Written problem a -
Reproduce the listing from the line containing "Target: <item>powdered sugar dusting</item>" through the end of the listing, including both ends.

Extract to read -
---+---
Saturday, July 26, 2025

 Ukraine’s New Cabinet: Neoliberal Reforms Threaten Wartime Solidarity


Saturday 26 July 2025, by Vitaliy Dudin



Ukraine’s first government reshuffle since Russia’s full-scale invasion has brought Yulia Svyrydenko to power as Prime Minister, but this change offers little hope for ordinary Ukrainians facing wartime hardships. Rather than addressing critical shortages in defence resources and rising poverty, the new cabinet appears committed to accelerating neoliberal reforms that prioritise private capital over public welfare.

Key appointments include Oleksiy Sobolev, who will oversee both economic policy and environmental protection—a concerning merger that threatens to subordinate nature conservation to corporate interests. Meanwhile, former Finance Ministry official Denys Ulyutin’s appointment to social policy signals continued austerity measures. This analysis from a leading member of Ukraine’s Social Movement examines how the cabinet reshuffle represents not renewal, but an intensification of policies that risk deepening social inequality during the country’s most vulnerable period.

The government of Prime Minister Yulia Svyrydenko represents the Ukrainian elite’s familiar ineffectiveness in solving the people’s problems, combined with the forcing through of liberal reforms without proper discussion. The danger of adopting a new Labour Code will increase, as will the risks of the state losing valuable assets as a result of privatisation. Economy Minister Sobolev will be given environmental policy, likely to simplify corporate access to mineral resources. Such a step, together with blocking inspections (labour, environmental), will distance Ukraine from the EU. At the same time, the social sphere will be managed by someone from the Ministry of Finance, a department known for its commitment to cutting social spending according to International Monetary Fund (IMF) templates. The policy of such a government will inevitably lead to social stratification, excessive enrichment of the oligarchy and the inability to finance truly important things like defence and welfare.
---+---
[Named region outline records]
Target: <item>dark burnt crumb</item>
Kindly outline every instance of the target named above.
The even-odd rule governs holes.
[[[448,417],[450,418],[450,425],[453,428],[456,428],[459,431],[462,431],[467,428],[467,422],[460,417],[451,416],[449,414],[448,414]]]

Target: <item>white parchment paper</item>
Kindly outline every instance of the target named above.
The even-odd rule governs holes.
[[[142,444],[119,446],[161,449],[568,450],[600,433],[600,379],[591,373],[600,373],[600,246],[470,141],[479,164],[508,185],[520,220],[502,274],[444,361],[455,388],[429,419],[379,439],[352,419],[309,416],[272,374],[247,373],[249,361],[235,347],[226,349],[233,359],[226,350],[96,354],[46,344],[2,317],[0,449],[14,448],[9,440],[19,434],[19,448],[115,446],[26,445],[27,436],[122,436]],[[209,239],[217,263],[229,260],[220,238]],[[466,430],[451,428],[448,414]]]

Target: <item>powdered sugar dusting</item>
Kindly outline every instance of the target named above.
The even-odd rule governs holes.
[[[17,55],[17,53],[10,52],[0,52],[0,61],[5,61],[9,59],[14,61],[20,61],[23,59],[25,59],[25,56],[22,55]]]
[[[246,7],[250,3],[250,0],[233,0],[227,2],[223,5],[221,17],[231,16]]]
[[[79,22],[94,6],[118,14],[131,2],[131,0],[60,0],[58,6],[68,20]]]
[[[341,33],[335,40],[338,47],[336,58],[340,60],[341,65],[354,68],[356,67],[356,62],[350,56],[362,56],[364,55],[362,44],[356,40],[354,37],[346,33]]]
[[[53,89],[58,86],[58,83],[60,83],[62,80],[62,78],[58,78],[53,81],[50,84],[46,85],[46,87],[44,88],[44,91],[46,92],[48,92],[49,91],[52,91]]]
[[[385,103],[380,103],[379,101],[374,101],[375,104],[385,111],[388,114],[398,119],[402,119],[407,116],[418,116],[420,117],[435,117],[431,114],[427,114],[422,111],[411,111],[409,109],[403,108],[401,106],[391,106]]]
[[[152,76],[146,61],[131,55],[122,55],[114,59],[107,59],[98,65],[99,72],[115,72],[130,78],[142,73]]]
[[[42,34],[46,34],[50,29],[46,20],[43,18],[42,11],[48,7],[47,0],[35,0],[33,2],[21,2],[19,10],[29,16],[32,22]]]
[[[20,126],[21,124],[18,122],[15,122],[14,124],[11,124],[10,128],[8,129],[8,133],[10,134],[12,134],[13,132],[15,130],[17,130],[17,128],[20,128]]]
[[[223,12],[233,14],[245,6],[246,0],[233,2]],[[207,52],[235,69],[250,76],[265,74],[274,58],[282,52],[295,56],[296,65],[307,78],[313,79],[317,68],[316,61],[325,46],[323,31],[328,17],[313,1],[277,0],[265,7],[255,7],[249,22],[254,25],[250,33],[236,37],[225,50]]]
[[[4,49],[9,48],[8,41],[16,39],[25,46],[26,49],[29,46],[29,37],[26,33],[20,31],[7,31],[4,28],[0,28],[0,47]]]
---+---
Written problem b -
Carry on the article about Ukraine's new cabinet from the point where it stops.

Exercise response a -
Target: <item>powdered sugar dusting</item>
Kindly outline every instance of the target named above.
The even-odd rule governs holes.
[[[17,55],[17,53],[10,52],[0,52],[0,61],[5,61],[9,59],[14,61],[20,61],[23,59],[25,59],[25,56],[22,55]]]
[[[246,7],[250,3],[250,0],[233,0],[227,2],[223,5],[221,17],[231,16]]]
[[[79,22],[94,6],[118,14],[131,2],[131,0],[60,0],[58,6],[68,20]]]
[[[341,33],[335,40],[338,47],[336,58],[340,60],[341,65],[354,68],[356,67],[356,62],[350,56],[362,56],[364,55],[362,44],[356,40],[354,37],[346,33]]]
[[[53,89],[58,86],[58,83],[60,83],[62,80],[62,78],[58,78],[53,81],[50,84],[46,85],[46,87],[44,88],[44,91],[46,92],[48,92],[49,91],[52,91]]]
[[[385,103],[380,103],[379,101],[374,101],[375,104],[385,111],[388,114],[398,119],[402,119],[407,116],[418,116],[420,117],[435,117],[431,114],[427,114],[422,111],[411,111],[409,109],[403,108],[401,106],[391,106]]]
[[[152,76],[146,61],[131,55],[122,55],[114,59],[107,59],[98,65],[99,72],[115,72],[130,78],[142,73]]]
[[[42,34],[46,34],[50,29],[46,20],[43,18],[42,11],[48,7],[47,0],[35,0],[33,2],[21,2],[19,10],[29,16],[32,22]]]
[[[20,126],[21,124],[18,122],[15,122],[14,124],[11,124],[10,128],[8,129],[8,133],[10,134],[12,134],[13,132],[15,130],[17,130],[17,128],[20,128]]]
[[[223,12],[233,14],[245,6],[246,0],[233,2]],[[207,52],[235,69],[250,76],[265,74],[274,58],[282,52],[295,56],[296,65],[307,78],[313,79],[317,68],[316,61],[325,46],[323,31],[328,17],[313,1],[277,0],[265,7],[255,7],[249,22],[254,25],[250,33],[236,37],[225,50]]]
[[[4,49],[9,48],[8,41],[16,39],[25,46],[26,49],[29,46],[29,37],[26,33],[20,31],[7,31],[4,28],[0,28],[0,47]]]

Exercise response b -
On 17 July, Ukraine changed its government leadership for the first time since the beginning of the Russian invasion. But hardly anyone believes that the Cabinet of Ministers, headed by Prime Minister Yulia Svyrydenko, will be able to solve the most pressing problems of today: lack of defence resources, economic primitivisation, and the country’s depopulation. Much has been said about the new Prime Minister’s dependence on the Presidential Office. However, we would like to analyse the changes from a socio-political angle: what ideological priorities do the new government officials have and what should ordinary people expect?

Even More Capitalism?


Government policy will be set not just by bureaucrats, but by fanatical supporters of unbridled capitalist development – something directly opposed to the goal of preserving the country during war by putting all resources at the service of the state. Yulia Svyrydenko will likely squeeze the juices from the country and its people much more decisively for the prosperity of private capital:

her goal is to accelerate the sale of the wealth with which Ukraine is endowed, and the signing of the Subsoil Agreement in the USA was a vivid overture to this;

Ms Yulia will persistently promote the new Labour Code, which she developed as Economy Minister;

graduates of the Kyiv School of Economics [KSE - a prominent Ukrainian business school], which too generously valued her teaching, will have increasing influence. Last year, she earned over 3.1 million hryvnias [approximately €72,000] at this establishment, i.e. several times more than at her main job.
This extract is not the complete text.